# [Stated problem]
Reproduce the part of the Annual Review of Resource Economics entry that starts with "Publication details" and goes on through "(print) 1941-1359 (web)", word for word.

# [Given passage]
Annual Review of Resource Economics
- Discipline: Economics
- Language: English
- Edited by: Gordon Rausser David Zilberman

Publication details
- History: 2009–present, 17 years old
- Publisher: Annual Reviews (US)
- Frequency: Annually
- Open access: Subscribe to Open
- Impact factor: 7.5 (2025)

Standard abbreviations
- ISO 4: Annu. Rev. Resour. Econ.

Indexing
- ISSN: 1941-1340 (print) 1941-1359 (web)

Links
- Journal homepage;

= Annual Review of Resource Economics =

The Annual Review of Resource Economics peer-reviewed academic journal that publishes an annual volume of review articles relevant to natural resource economics. It was established in 2009 and is published by the nonprofit organization Annual Reviews (AR). The current co-editors are Gordon Rausser and David Zilberman. As of 2023, it is being published as open access, under the Subscribe to Open model.

# [Information supplied]
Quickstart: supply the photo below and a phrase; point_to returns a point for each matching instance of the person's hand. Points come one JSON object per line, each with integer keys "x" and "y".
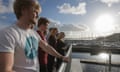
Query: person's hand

# [The answer]
Publication details
- History: 2009–present, 17 years old
- Publisher: Annual Reviews (US)
- Frequency: Annually
- Open access: Subscribe to Open
- Impact factor: 7.5 (2025)

Standard abbreviations
- ISO 4: Annu. Rev. Resour. Econ.

Indexing
- ISSN: 1941-1340 (print) 1941-1359 (web)